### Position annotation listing
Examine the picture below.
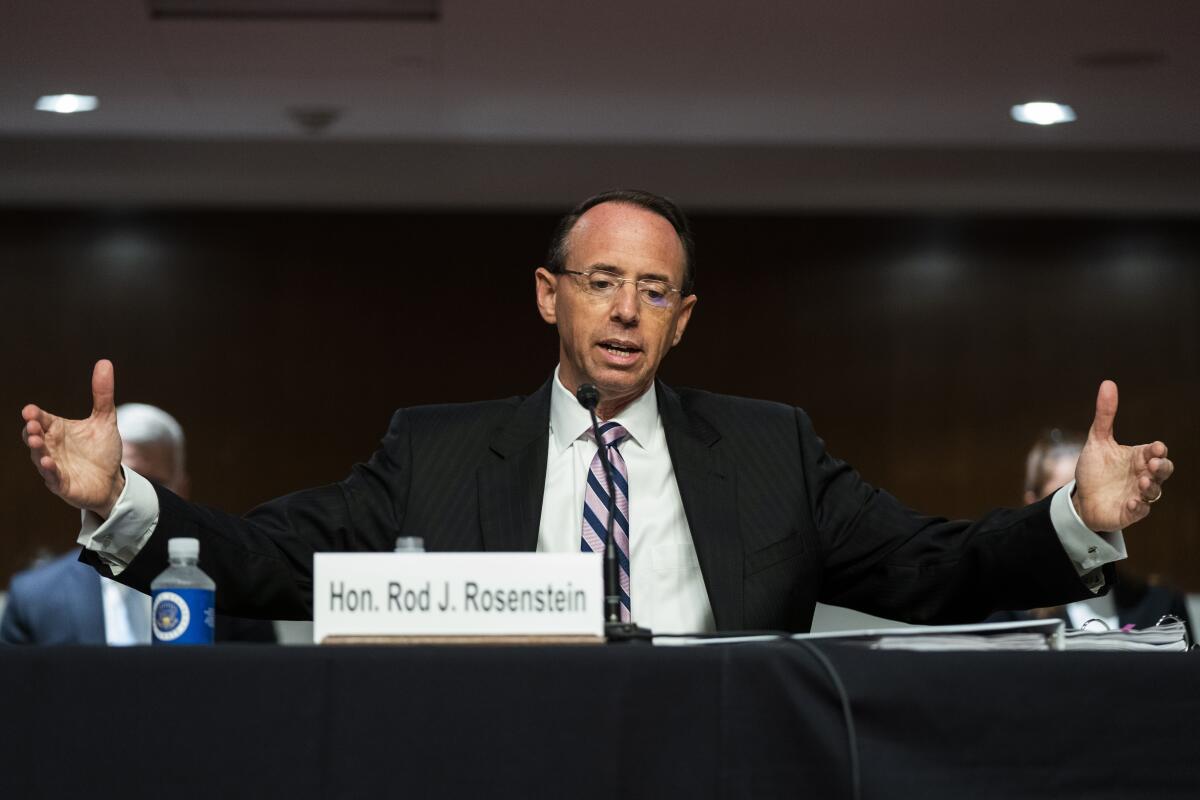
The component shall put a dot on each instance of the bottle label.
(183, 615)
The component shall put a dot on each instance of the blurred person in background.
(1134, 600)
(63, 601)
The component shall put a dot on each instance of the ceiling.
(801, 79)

---

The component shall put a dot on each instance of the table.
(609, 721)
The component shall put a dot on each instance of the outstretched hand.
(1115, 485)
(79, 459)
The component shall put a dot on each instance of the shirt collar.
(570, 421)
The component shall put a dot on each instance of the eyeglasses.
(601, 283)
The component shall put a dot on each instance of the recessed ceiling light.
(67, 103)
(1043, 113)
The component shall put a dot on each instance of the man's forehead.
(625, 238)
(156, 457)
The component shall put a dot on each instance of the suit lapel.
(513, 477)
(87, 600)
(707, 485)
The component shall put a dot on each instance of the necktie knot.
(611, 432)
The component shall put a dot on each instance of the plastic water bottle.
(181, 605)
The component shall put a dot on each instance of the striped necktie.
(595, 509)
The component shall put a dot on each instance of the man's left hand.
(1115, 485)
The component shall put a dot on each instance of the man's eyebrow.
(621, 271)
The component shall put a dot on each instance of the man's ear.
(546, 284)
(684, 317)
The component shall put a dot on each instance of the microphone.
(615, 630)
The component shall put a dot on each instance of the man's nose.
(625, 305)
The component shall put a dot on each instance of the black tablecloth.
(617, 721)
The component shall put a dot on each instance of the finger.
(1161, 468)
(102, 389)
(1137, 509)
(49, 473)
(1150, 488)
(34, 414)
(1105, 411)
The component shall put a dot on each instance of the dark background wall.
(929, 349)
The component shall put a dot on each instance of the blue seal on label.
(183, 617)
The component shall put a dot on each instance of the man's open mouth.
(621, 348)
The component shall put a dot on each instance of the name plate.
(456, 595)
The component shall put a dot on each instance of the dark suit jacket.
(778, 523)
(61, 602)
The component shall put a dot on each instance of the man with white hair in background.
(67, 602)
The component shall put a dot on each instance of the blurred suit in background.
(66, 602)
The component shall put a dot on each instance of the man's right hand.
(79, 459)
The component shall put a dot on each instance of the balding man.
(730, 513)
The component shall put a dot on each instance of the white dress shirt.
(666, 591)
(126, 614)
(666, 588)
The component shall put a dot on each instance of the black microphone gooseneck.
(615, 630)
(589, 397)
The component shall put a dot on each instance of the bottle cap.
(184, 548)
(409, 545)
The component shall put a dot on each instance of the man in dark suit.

### DIRECTIONS
In the listing, rewrite everything from the line containing "suit in background." down to the line containing "in dark suit.", changing "bottle cap" to "bottle lid" and keeping all else the same.

### EXERCISE RESULT
The component shall put a dot on each instance of the blurred suit in background.
(66, 602)
The component shall put a dot on each instance of the man's right hand.
(79, 459)
The component shall put a dot on each instance of the balding man.
(730, 513)
The component shall put a dot on each instance of the white dress shirt.
(666, 591)
(126, 614)
(666, 588)
The component shall put a dot on each instance of the black microphone gooseneck.
(615, 630)
(589, 397)
The component shall put a dot on each instance of the bottle lid.
(184, 548)
(409, 545)
The component shall put a dot on each instance of the man in dark suit.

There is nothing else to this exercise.